An exact transcript of all the records is the expected answer.
---*---
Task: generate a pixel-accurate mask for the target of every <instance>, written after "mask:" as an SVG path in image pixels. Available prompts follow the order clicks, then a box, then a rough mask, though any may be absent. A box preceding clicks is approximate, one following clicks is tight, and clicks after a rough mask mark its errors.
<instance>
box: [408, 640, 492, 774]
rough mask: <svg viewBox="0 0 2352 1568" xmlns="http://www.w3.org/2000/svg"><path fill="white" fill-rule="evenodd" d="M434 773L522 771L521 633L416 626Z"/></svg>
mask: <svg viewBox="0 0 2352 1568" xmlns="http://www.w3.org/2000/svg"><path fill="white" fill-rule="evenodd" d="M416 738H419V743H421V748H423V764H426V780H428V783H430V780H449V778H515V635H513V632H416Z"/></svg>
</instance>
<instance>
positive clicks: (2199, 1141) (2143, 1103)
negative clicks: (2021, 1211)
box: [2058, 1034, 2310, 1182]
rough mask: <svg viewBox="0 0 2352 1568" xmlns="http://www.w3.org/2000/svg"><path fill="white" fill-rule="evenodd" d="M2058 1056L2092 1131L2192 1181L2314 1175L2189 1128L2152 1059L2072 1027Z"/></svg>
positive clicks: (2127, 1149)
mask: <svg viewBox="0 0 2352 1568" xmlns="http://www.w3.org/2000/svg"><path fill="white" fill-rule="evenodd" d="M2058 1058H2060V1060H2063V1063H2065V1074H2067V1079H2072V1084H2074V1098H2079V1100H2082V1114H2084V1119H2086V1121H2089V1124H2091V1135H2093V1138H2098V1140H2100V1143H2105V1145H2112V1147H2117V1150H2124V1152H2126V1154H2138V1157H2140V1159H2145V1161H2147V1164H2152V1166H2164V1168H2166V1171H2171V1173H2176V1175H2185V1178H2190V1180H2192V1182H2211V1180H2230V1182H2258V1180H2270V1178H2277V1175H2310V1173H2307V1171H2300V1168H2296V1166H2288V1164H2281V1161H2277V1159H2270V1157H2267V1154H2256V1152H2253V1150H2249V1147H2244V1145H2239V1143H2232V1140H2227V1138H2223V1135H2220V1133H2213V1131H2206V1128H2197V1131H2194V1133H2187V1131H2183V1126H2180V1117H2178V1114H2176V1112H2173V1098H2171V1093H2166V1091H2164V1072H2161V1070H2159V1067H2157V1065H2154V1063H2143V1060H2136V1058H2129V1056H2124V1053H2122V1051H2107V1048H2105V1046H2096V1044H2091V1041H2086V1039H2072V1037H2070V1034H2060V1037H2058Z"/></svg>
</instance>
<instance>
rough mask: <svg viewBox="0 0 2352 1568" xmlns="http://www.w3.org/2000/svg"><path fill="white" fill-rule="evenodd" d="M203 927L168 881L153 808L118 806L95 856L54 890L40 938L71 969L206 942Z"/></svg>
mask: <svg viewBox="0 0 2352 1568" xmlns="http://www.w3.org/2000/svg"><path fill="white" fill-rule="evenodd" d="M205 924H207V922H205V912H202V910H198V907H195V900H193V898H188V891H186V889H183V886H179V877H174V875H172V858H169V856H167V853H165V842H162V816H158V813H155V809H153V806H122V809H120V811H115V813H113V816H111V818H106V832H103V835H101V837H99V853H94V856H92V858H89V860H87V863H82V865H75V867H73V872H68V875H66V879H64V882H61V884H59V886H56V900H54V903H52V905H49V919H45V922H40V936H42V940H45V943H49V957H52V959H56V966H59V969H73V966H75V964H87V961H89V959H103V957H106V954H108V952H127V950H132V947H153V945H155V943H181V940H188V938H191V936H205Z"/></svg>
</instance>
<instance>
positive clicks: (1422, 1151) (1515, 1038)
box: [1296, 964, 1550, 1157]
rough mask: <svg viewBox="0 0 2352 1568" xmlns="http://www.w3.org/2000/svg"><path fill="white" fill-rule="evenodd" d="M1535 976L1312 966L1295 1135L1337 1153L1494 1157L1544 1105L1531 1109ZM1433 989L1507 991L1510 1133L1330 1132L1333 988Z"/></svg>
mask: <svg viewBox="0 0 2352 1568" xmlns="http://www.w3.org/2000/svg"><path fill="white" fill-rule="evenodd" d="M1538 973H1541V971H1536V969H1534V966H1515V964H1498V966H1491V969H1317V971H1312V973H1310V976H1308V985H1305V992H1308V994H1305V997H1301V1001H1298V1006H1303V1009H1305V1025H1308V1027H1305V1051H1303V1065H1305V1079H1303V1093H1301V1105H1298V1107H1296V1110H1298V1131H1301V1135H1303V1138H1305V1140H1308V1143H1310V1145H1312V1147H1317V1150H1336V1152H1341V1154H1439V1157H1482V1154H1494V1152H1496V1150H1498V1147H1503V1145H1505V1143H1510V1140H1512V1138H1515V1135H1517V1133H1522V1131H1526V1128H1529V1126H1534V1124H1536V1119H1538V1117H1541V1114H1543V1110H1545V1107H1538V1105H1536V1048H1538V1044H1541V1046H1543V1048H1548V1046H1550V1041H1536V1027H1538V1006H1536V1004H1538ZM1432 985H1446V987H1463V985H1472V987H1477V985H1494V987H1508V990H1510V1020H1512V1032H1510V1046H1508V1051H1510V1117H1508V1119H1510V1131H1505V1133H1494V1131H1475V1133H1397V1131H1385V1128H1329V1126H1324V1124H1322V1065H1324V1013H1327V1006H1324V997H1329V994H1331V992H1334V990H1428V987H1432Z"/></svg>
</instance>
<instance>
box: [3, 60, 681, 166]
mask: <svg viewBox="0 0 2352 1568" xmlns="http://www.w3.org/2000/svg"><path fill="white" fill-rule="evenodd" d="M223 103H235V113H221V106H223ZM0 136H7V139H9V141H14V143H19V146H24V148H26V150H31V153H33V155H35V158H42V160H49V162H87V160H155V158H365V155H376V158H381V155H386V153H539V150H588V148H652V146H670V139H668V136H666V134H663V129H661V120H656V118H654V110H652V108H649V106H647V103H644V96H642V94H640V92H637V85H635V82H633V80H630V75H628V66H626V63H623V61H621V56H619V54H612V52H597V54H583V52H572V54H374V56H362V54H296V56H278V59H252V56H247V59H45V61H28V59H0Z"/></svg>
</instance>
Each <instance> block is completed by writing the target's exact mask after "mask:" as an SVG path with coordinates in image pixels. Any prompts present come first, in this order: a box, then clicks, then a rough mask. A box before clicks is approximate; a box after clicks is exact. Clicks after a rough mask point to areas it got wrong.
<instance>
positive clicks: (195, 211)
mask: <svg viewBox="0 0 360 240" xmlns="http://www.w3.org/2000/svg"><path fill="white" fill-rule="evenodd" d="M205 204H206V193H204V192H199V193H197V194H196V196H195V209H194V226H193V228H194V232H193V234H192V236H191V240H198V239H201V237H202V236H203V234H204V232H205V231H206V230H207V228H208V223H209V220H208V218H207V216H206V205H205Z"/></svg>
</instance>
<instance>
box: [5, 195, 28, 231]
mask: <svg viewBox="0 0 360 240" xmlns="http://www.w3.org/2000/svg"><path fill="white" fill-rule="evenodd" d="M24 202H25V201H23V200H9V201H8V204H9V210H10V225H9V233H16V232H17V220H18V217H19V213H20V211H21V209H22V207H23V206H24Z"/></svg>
---*---
RESPONSE AREA>
Task: generate a pixel-accurate mask for the target of every <instance>, written after "mask:" as an SVG path in image pixels. Available prompts follow the order clicks, then a box, then a rough mask, though any may be absent. A box preceding clicks is approximate, one following clicks is tight, and clicks after a rough mask mark its errors.
<instance>
box: [408, 640, 492, 774]
rough mask: <svg viewBox="0 0 2352 1568" xmlns="http://www.w3.org/2000/svg"><path fill="white" fill-rule="evenodd" d="M434 773L522 771L521 633L416 626Z"/></svg>
mask: <svg viewBox="0 0 2352 1568" xmlns="http://www.w3.org/2000/svg"><path fill="white" fill-rule="evenodd" d="M416 738H419V743H421V748H423V764H426V780H428V783H430V780H449V778H515V635H513V632H416Z"/></svg>
</instance>
<instance>
positive clicks: (2199, 1141) (2143, 1103)
negative clicks: (2021, 1211)
box: [2058, 1034, 2310, 1182]
rough mask: <svg viewBox="0 0 2352 1568" xmlns="http://www.w3.org/2000/svg"><path fill="white" fill-rule="evenodd" d="M2058 1056L2092 1131L2192 1181L2314 1175L2189 1128L2152 1059L2072 1027Z"/></svg>
positive clicks: (2127, 1149)
mask: <svg viewBox="0 0 2352 1568" xmlns="http://www.w3.org/2000/svg"><path fill="white" fill-rule="evenodd" d="M2058 1058H2060V1060H2063V1063H2065V1074H2067V1079H2072V1084H2074V1098H2079V1100H2082V1114H2084V1119H2086V1121H2089V1124H2091V1135H2093V1138H2098V1140H2100V1143H2105V1145H2112V1147H2117V1150H2124V1152H2126V1154H2138V1157H2140V1159H2145V1161H2147V1164H2152V1166H2164V1168H2166V1171H2171V1173H2176V1175H2185V1178H2190V1180H2192V1182H2211V1180H2230V1182H2258V1180H2270V1178H2277V1175H2310V1173H2307V1171H2300V1168H2296V1166H2288V1164H2281V1161H2277V1159H2270V1157H2267V1154H2256V1152H2253V1150H2249V1147H2244V1145H2239V1143H2232V1140H2227V1138H2223V1135H2220V1133H2213V1131H2206V1128H2197V1131H2194V1133H2187V1131H2183V1126H2180V1117H2178V1114H2176V1112H2173V1098H2171V1093H2166V1091H2164V1072H2161V1070H2159V1067H2157V1065H2154V1063H2143V1060H2136V1058H2129V1056H2124V1053H2122V1051H2107V1048H2105V1046H2096V1044H2091V1041H2086V1039H2072V1037H2070V1034H2060V1037H2058Z"/></svg>
</instance>
<instance>
rough mask: <svg viewBox="0 0 2352 1568" xmlns="http://www.w3.org/2000/svg"><path fill="white" fill-rule="evenodd" d="M203 927L168 881L153 808L118 806L95 856L54 890L40 938L71 969L206 942Z"/></svg>
mask: <svg viewBox="0 0 2352 1568" xmlns="http://www.w3.org/2000/svg"><path fill="white" fill-rule="evenodd" d="M205 924H207V922H205V912H202V910H198V907H195V900H193V898H188V891H186V889H183V886H179V877H174V875H172V858H169V856H167V853H165V842H162V816H158V813H155V809H153V806H122V809H120V811H115V813H113V816H111V818H106V832H103V835H101V837H99V853H94V856H92V858H89V860H87V863H82V865H75V867H73V872H68V875H66V879H64V882H61V884H59V886H56V900H54V903H52V905H49V919H45V922H40V936H42V940H45V943H49V957H52V959H56V966H59V969H73V966H75V964H87V961H89V959H103V957H106V954H108V952H127V950H132V947H153V945H155V943H181V940H188V938H191V936H205Z"/></svg>
</instance>
<instance>
positive clicks: (1422, 1151) (1515, 1038)
box: [1296, 964, 1550, 1157]
rough mask: <svg viewBox="0 0 2352 1568" xmlns="http://www.w3.org/2000/svg"><path fill="white" fill-rule="evenodd" d="M1535 976L1312 966L1295 1135L1337 1153L1494 1157L1544 1105L1531 1109ZM1433 989L1507 991L1510 1133L1330 1132L1333 988Z"/></svg>
mask: <svg viewBox="0 0 2352 1568" xmlns="http://www.w3.org/2000/svg"><path fill="white" fill-rule="evenodd" d="M1538 973H1541V971H1536V969H1534V966H1515V964H1498V966H1491V969H1317V971H1312V973H1310V976H1308V985H1305V992H1308V994H1305V997H1301V1001H1298V1006H1303V1009H1305V1025H1308V1027H1305V1051H1303V1065H1305V1079H1303V1093H1301V1105H1298V1107H1296V1110H1298V1131H1301V1135H1303V1138H1305V1140H1308V1143H1310V1145H1312V1147H1317V1150H1336V1152H1341V1154H1439V1157H1482V1154H1494V1152H1496V1150H1498V1147H1503V1145H1505V1143H1510V1140H1512V1138H1515V1135H1517V1133H1522V1131H1526V1128H1529V1126H1534V1124H1536V1119H1538V1117H1541V1114H1543V1110H1545V1107H1538V1105H1536V1048H1538V1044H1541V1046H1543V1048H1548V1046H1550V1041H1536V1027H1538V1006H1536V1004H1538ZM1432 985H1446V987H1463V985H1472V987H1477V985H1494V987H1508V990H1510V1020H1512V1032H1510V1046H1508V1051H1510V1117H1508V1119H1510V1131H1505V1133H1494V1131H1475V1133H1397V1131H1385V1128H1329V1126H1324V1124H1322V1065H1324V1013H1327V1006H1324V997H1329V994H1331V992H1334V990H1428V987H1432Z"/></svg>
</instance>
<instance>
box: [3, 60, 681, 166]
mask: <svg viewBox="0 0 2352 1568" xmlns="http://www.w3.org/2000/svg"><path fill="white" fill-rule="evenodd" d="M223 103H235V113H221V106H223ZM0 136H7V139H9V141H14V143H19V146H24V148H26V150H31V153H33V155H35V158H42V160H49V162H87V160H155V158H365V155H376V158H381V155H386V153H539V150H588V148H652V146H670V139H668V136H666V134H663V129H661V120H656V118H654V110H652V108H649V106H647V103H644V96H642V94H640V92H637V85H635V82H633V80H630V75H628V66H626V63H623V61H621V56H619V54H612V52H597V54H583V52H572V54H374V56H362V54H296V56H278V59H252V56H247V59H45V61H28V59H0Z"/></svg>
</instance>
Each <instance> block is completed by writing the target's exact mask after "mask:" as an SVG path with coordinates in image pixels. Any prompts present come first, in this order: a box, then clicks, then a rough mask. A box before clicks is approximate; a box after clicks is exact. Clicks after a rough mask point to areas it got wrong.
<instance>
positive clicks: (195, 211)
mask: <svg viewBox="0 0 360 240" xmlns="http://www.w3.org/2000/svg"><path fill="white" fill-rule="evenodd" d="M205 204H206V193H204V192H199V193H197V194H196V196H195V209H194V226H193V228H194V232H193V234H192V236H191V240H198V239H201V237H202V236H203V234H204V232H205V231H206V230H207V228H208V223H209V220H208V218H207V216H206V205H205Z"/></svg>
</instance>
<instance>
box: [5, 195, 28, 231]
mask: <svg viewBox="0 0 360 240" xmlns="http://www.w3.org/2000/svg"><path fill="white" fill-rule="evenodd" d="M24 202H25V201H23V200H9V201H8V204H9V210H10V225H9V233H16V232H17V220H18V217H19V213H20V211H21V209H22V207H23V206H24Z"/></svg>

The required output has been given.